> **SET PROBLEM**
Your task is to transcribe all of the data below exactly, omitting the images.

> **RECORD LIST**
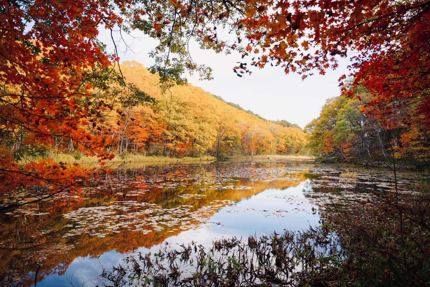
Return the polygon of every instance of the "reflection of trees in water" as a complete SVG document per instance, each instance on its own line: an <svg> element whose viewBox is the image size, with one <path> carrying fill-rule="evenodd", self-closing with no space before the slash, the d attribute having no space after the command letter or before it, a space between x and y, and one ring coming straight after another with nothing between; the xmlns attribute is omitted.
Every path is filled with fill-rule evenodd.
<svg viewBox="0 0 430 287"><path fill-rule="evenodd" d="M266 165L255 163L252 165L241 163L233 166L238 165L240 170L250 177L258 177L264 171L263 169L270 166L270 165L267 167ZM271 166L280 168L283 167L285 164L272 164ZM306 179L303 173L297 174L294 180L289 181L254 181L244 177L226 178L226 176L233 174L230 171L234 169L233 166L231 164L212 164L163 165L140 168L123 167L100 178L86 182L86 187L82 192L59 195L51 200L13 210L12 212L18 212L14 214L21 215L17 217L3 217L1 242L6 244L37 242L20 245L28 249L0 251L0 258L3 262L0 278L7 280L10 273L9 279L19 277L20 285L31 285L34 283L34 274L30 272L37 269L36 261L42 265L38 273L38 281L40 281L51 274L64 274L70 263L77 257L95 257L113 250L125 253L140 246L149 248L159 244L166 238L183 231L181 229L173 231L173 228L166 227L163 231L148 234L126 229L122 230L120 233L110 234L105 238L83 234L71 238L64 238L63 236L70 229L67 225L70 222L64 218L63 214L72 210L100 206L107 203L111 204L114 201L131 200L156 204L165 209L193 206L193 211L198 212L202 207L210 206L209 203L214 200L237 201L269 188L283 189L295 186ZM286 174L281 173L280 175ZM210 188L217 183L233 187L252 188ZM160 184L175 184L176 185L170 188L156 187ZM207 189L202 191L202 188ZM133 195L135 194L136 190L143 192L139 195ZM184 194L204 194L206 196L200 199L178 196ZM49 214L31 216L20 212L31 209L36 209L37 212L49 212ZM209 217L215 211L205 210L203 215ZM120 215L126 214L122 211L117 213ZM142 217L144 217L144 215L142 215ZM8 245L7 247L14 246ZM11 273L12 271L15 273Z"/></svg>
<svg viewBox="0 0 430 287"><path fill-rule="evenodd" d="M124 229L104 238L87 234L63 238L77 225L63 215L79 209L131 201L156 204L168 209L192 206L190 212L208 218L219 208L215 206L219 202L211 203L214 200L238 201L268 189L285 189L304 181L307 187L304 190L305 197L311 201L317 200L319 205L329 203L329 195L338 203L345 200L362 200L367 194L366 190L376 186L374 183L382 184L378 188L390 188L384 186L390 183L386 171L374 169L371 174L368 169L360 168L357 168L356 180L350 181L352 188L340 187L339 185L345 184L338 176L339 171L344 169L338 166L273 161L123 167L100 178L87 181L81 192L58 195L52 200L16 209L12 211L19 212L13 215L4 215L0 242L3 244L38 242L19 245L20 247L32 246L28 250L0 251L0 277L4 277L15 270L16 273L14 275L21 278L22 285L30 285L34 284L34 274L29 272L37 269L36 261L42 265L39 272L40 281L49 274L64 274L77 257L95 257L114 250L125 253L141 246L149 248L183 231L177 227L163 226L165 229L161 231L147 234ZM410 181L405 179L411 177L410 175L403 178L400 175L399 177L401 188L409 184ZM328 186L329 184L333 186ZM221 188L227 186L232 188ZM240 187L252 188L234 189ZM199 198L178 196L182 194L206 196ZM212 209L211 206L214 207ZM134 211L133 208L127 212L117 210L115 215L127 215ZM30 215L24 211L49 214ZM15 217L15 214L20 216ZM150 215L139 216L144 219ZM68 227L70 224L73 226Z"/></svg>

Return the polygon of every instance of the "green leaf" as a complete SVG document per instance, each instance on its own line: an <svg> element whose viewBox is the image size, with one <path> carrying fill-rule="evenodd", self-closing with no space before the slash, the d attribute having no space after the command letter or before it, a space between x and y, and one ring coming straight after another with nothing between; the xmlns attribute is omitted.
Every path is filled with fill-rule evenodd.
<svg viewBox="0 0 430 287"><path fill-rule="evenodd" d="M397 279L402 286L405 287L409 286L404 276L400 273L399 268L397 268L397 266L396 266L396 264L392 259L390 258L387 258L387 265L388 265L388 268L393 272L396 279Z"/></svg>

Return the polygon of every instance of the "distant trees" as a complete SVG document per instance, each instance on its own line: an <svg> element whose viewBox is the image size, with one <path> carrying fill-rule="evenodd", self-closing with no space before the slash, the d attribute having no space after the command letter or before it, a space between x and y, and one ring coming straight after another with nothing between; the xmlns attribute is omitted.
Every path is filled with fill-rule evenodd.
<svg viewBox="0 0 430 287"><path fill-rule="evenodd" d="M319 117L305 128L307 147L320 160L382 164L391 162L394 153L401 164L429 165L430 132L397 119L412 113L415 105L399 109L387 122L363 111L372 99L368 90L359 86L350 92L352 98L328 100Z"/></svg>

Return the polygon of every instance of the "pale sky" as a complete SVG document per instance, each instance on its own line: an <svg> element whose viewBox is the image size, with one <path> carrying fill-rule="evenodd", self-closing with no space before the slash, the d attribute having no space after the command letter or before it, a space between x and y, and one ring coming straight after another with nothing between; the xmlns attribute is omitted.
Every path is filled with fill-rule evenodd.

> **WRITTEN REPLY**
Return the polygon of every instance of the "reflection of trees in water" as a complete SVG document per instance, each instance on its own line: an <svg> element whose viewBox is the image size, with one <path> carrying fill-rule="evenodd", self-closing with no space before the slash, the d attribute having no space after the command letter or before it, a space between x and y, and one ring coming straight after another with nothing between; the xmlns attribute is omitted.
Every path is filled with fill-rule evenodd.
<svg viewBox="0 0 430 287"><path fill-rule="evenodd" d="M266 165L255 163L252 165L241 163L233 166L238 165L240 170L250 177L258 177L264 171L263 169L270 166L270 165L267 167ZM271 166L280 168L283 167L285 164L272 164ZM306 179L303 173L297 174L294 180L289 181L254 181L244 177L226 178L226 176L233 174L230 171L234 169L233 166L231 164L212 164L163 165L140 168L123 167L100 178L86 182L86 187L82 192L59 195L51 200L13 210L12 212L18 212L14 214L21 215L17 217L3 217L1 242L6 244L37 242L20 245L28 249L0 251L0 258L3 262L0 278L7 280L10 273L9 279L19 277L20 285L31 285L34 283L34 274L30 272L37 269L36 261L42 265L38 273L38 281L40 281L51 274L64 274L70 263L77 257L95 257L113 250L125 253L140 246L149 248L159 244L166 238L183 231L181 229L173 231L173 228L166 227L163 231L148 234L126 229L122 230L120 233L110 234L105 238L83 234L71 238L64 238L63 236L70 229L67 225L70 222L64 218L63 214L72 210L100 206L107 203L111 204L114 201L131 200L156 204L165 209L193 206L193 211L198 212L202 207L210 206L209 203L214 200L237 201L269 188L283 189L295 186ZM286 174L281 173L280 175ZM210 188L217 183L233 187L252 188ZM160 184L175 184L176 185L170 188L156 187ZM207 189L202 191L202 188ZM133 195L135 194L136 190L143 192L139 195ZM184 194L204 194L206 196L200 199L178 196ZM49 214L31 216L20 212L31 209L36 209L37 212L49 212ZM209 217L215 211L205 210L203 215ZM120 215L126 214L122 211L117 213ZM142 217L144 217L144 215L142 215ZM8 245L7 247L14 246ZM11 273L12 271L15 273Z"/></svg>
<svg viewBox="0 0 430 287"><path fill-rule="evenodd" d="M124 229L104 238L87 234L63 238L77 225L63 215L79 209L131 201L156 204L168 209L192 206L190 212L208 218L219 208L215 206L219 202L211 203L214 200L238 201L268 189L285 189L304 181L307 187L304 190L305 197L311 201L317 200L319 205L329 203L329 195L338 203L345 200L362 200L367 194L366 190L376 186L374 183L382 184L378 188L390 188L384 186L390 183L386 171L374 169L371 174L368 169L360 168L357 168L356 180L350 181L352 188L340 187L339 185L345 184L338 176L339 171L344 169L338 166L273 161L123 167L100 178L87 181L81 192L58 195L52 200L16 209L12 211L19 212L13 215L4 215L0 242L3 244L38 242L19 245L20 247L32 246L28 250L0 251L0 277L4 277L15 270L16 273L14 275L21 278L22 285L30 285L34 284L34 274L29 272L37 269L36 261L42 265L39 272L40 281L49 274L64 274L77 257L95 257L114 250L125 253L141 246L149 248L183 231L177 227L163 226L165 229L161 231L147 234ZM410 181L405 179L411 177L410 175L403 178L400 175L399 177L401 188L409 184ZM328 186L329 184L333 186ZM221 188L227 186L232 188ZM240 187L252 188L234 189ZM199 198L178 196L182 194L206 196ZM212 209L211 206L214 207ZM134 211L133 208L127 212L117 210L115 215L127 215ZM30 215L24 211L49 214ZM15 217L15 214L20 216ZM150 215L139 216L144 219ZM68 227L70 224L73 226Z"/></svg>

Return the polygon of every instance of the "green leaf" as a complete SVG document per instance, each instance on its own line: an <svg> element whose viewBox is the image size, with one <path> carrying fill-rule="evenodd", self-closing with no space before the slash, the d attribute having no space after the command letter or before it, a space between x and y, and one ring coming straight after another with nothing between; the xmlns attribute is omitted.
Every path is filled with fill-rule evenodd.
<svg viewBox="0 0 430 287"><path fill-rule="evenodd" d="M397 279L402 286L405 287L409 286L404 276L400 273L399 268L397 268L397 266L396 266L396 264L392 259L390 258L387 258L387 265L388 265L388 268L393 272L396 279Z"/></svg>

Return the polygon of every instance of the "distant trees" as a complete SVG document per instance, each instance on its own line: an <svg> element whose viewBox is the image size, with one <path> carrying fill-rule="evenodd", self-closing with no space before the slash, the d attribute having no space after the command letter or before it, a space between x and y, and one ring coming straight after another with nothing between; the xmlns attribute is omitted.
Every path is filled with fill-rule evenodd.
<svg viewBox="0 0 430 287"><path fill-rule="evenodd" d="M319 117L305 128L307 147L320 160L382 164L391 162L394 153L401 164L429 165L430 132L397 119L412 113L415 105L399 109L387 122L363 111L372 99L368 90L359 86L350 92L352 98L328 100Z"/></svg>

Return the polygon of every instance of the "pale sky" as a complete SVG document per instance, each instance on its own line: an <svg> element whose viewBox is the image size, with one <path> carrying fill-rule="evenodd", self-closing with no space before the slash, the d attribute having no space after the command letter or before it, a space between x and y, and one ring coming straight after another with nothing between; the xmlns attribute is omitted.
Every path is filled with fill-rule evenodd.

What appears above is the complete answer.